**Fragmento seleccionado**.

El simbolismo poético se
caracterizó, básicamente, por el desborde desmesurado de la imaginación, y fue
su propósito, además, –como bien dijo Jean Moreas en el llamado Manifiesto
del Simbolismo- poner en entredicho y sobre todo en desuso “la
declamación, la falsa sensibilidad” y, claro, también “la descripción
objetiva”. Sus más notables representantes fueron Baudelaire, Verlaine y
Rimbaud, cada uno con sus propias e intransferibles particularidades, por
supuesto, pero también con una cualidad, carácter o sello, común a todos: la
capacidad o, dicho de otro modo, la virtud de impactar, de conmover, de
apasionar. Este verso de Baudelaire de seguro que nos solivianta: “Nosotros
tenemos, es verdad, naciones corrompidas”. Con patetismo y fervor estamos
dispuestos a corroborar y hacer nuestro lo dicho en este otro verso del autor
de Las Flores del Mal: “¡Oh, dolor! ¡Oh, dolor! ¡El Tiempo devora
la vida…!”. Y esta dramática y desgarrada interrogante de Rimbaud –casi un
apóstrofe- ciertamente nos produce pavor: “¿por qué no me ayuda Cristo, dando a
mi alma nobleza y libertad?”. ¿Y qué genera en nosotros este bello par de
versos de Verlaine: “Llueve en mi corazón/ como llueve en la ciudad”? Sin duda:
desolación y nostalgia. Ya lo vimos: a pesar del desborde de la
imaginación creativa, lo que lo habría llevado a tomar distancia de la realidad
circundante, de soslayarla tratando de asumir una suerte de autonomía a la que
llamaríamos autárquica, la verdad es que jamás el simbolismo se alejó del mundo
sino –como acabamos de ver en los versos transcritos- hasta se comportó como un
punzante cuestionador de la realidad misma y también de las conciencias.

**Instrucciones y requisitos**. ¿Quiénes fueron los representantes más notables del simbolismo, según el fragmento? Apóyate únicamente en el fragmento.

**Datos recopilados**.
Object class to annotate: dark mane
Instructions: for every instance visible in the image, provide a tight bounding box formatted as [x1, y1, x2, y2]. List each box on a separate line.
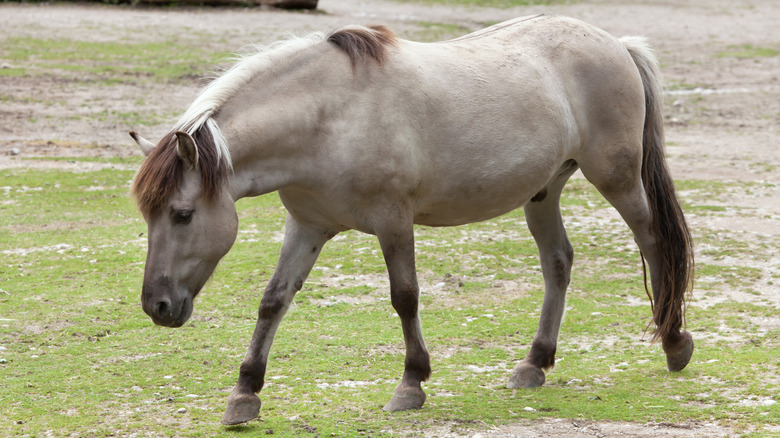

**Solución completa**. Baudelaire, Verlaine y Rimbaud.